— DATA ENTRIES —
────────────────────

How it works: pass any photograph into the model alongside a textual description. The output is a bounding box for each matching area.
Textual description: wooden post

────────────────────

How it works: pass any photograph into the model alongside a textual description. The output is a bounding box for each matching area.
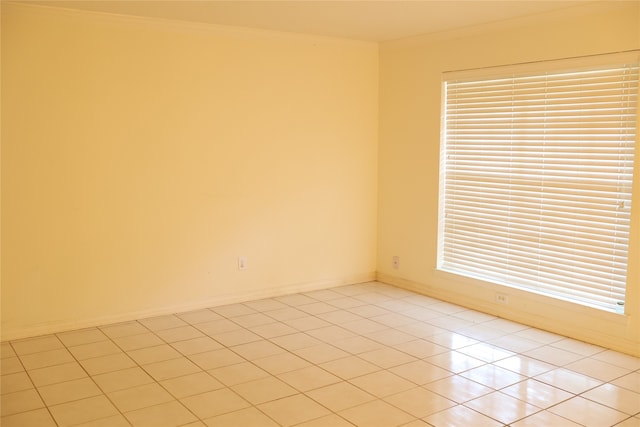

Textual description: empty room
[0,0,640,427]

────────────────────

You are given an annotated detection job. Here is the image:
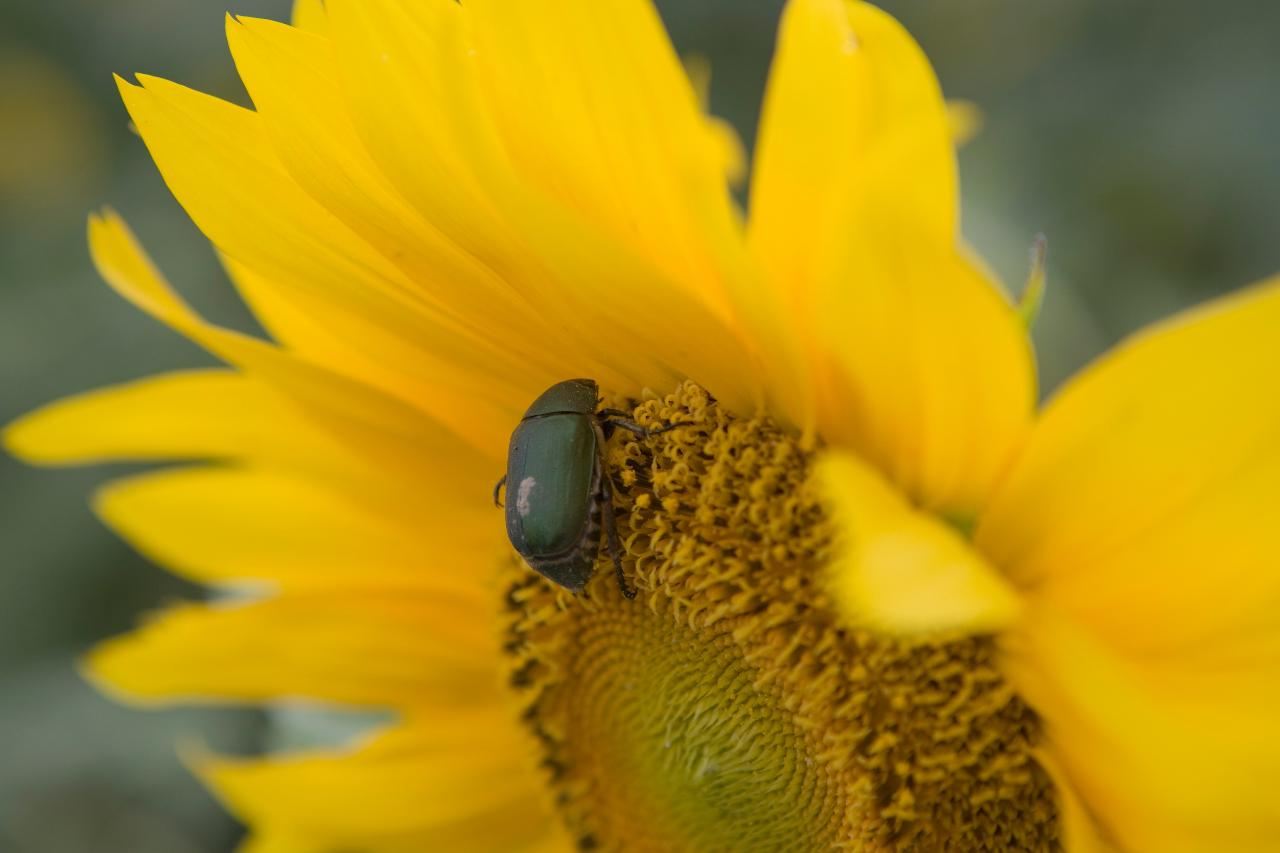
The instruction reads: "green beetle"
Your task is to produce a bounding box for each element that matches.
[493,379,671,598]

────────────────────

— WRITTEN TASK —
Convert the lines from the one containing "You are given" up to and including the one containing "[493,379,671,598]" into a numbered list, omitting any blank lines. Leave the pictures out of the list.

— ANSWER IN FULL —
1. You are given an annotated detection job. Here is the image:
2. The instruction reads: "green beetle"
3. Your task is to produce a bounding box for each element that matches.
4. [493,379,671,598]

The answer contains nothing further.